## Stored data
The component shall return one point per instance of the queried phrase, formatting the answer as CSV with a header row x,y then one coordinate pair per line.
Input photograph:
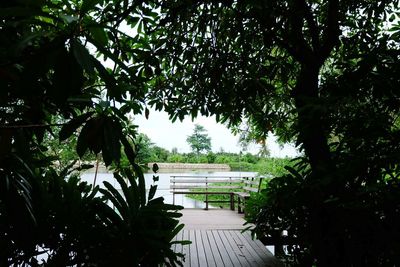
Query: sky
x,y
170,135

---

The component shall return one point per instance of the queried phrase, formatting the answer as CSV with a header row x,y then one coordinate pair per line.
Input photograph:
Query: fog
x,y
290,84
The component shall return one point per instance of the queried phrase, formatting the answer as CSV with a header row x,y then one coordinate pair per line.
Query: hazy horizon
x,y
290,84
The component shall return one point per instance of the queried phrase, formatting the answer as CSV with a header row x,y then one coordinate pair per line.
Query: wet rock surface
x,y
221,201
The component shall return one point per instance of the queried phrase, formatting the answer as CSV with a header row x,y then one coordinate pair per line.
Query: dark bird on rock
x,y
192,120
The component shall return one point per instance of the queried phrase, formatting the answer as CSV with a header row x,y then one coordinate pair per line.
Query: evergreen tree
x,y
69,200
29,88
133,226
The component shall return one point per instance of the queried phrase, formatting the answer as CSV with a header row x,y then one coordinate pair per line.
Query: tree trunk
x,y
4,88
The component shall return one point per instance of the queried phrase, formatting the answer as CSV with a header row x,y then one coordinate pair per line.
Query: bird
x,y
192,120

## Required task
Please pull out every line above that contains the string "rock". Case counts.

## Solution for this exercise
Query: wet rock surface
Query: dark bird on rock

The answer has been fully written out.